PROVIDED PASSAGE

Introduction to Algebraic Expressions and Word Problems

"What's one and one and one and one and one and one and one and one and one and one?" "I don't know," said Alice. "I lost count."

—Lewis Carroll (1832–1898)

In this lesson, you'll see that translating word problems into algebra is important for both math tests and issues that arise every day. Specifically, you'll learn to tackle distance, mixture, and work problems.

When you are translating sentences and word problems into algebraic expressions and equations, it can seem like you are translating between two different languages.

There are some strategies, however, that will help you become fluent in both:

  • First, read the problem to determine what you are looking for.
  • Then, write the amount you are looking for in terms of x (or whatever letter you want to use). You can do this by writing "Let x =… " Write any other unknown amounts in terms of x, too.
  • Last, set up the algebraic expressions in an equation with an equals sign and solve for the variable.


When you are translating key words in an algebraic expression, the phrases less than and greater than do not translate in the same order as they are written in the sentence. For example, when you are translating the expression eight less than 15, the correct expression is 15 – 8, not 8 – 15.

Study the following to see how to translate word problems into mathematical statements and equations.

(A series of records)
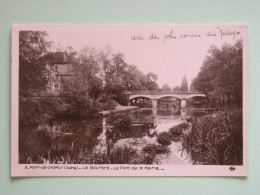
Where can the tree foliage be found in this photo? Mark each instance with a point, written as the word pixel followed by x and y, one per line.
pixel 184 84
pixel 221 75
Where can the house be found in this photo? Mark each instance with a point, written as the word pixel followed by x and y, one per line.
pixel 58 69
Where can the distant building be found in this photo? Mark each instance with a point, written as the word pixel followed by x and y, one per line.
pixel 58 69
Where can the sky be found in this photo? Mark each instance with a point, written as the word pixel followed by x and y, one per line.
pixel 170 51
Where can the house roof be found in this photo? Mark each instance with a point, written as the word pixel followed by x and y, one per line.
pixel 58 58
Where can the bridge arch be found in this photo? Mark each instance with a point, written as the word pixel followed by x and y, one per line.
pixel 195 95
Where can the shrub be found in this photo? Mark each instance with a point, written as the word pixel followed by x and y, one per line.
pixel 122 124
pixel 164 139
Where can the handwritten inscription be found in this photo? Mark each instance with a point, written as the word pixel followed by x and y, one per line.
pixel 172 35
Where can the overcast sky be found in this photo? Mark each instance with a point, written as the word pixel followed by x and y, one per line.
pixel 170 58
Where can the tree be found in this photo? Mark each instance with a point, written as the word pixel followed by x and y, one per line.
pixel 221 75
pixel 166 88
pixel 184 84
pixel 33 50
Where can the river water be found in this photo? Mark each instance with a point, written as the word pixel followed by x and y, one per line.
pixel 58 138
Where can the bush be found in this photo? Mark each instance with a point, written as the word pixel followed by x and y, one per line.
pixel 164 139
pixel 122 124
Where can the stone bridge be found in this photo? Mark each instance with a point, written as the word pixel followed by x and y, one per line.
pixel 156 96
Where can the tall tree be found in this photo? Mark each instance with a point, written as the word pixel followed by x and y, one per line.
pixel 33 49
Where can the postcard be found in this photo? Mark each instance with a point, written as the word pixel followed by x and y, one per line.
pixel 129 100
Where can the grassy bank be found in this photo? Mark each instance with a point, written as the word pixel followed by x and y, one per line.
pixel 216 139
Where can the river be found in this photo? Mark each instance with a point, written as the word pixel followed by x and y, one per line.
pixel 59 138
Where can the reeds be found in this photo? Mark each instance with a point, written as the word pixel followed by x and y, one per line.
pixel 216 139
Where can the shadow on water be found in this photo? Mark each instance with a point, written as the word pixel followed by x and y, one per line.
pixel 58 138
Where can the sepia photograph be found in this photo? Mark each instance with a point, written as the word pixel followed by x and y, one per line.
pixel 169 99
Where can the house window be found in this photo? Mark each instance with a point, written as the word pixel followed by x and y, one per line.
pixel 56 87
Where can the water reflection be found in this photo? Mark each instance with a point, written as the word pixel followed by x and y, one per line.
pixel 96 135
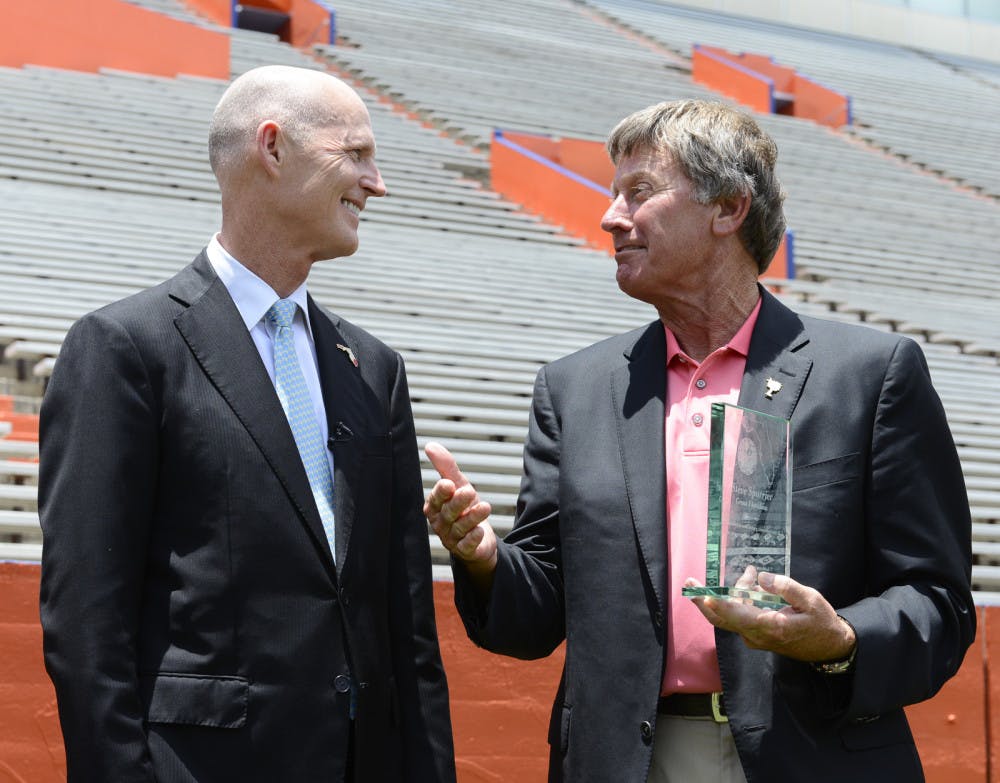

LIST OF TASKS
A) Set down the stretch of the algebra word-problems lesson from "There are some" through "terms of x, too.", word for word.
B) Answer these questions about the algebra word-problems lesson, one answer per line:
(i) Which three kinds of problems does it say you'll learn to tackle?
(ii) What is the correct expression for "eight less than 15"?
(iii) What is the first step in its list of strategies?
This data comes from a separate source.

PER-TASK ANSWERS
A)
There are some strategies, however, that will help you become fluent in both:

  • First, read the problem to determine what you are looking for.
  • Then, write the amount you are looking for in terms of x (or whatever letter you want to use). You can do this by writing "Let x =… " Write any other unknown amounts in terms of x, too.

B)
(i) Distance, mixture, and work problems.
(ii) 15 – 8
(iii) Read the problem to determine what you are looking for.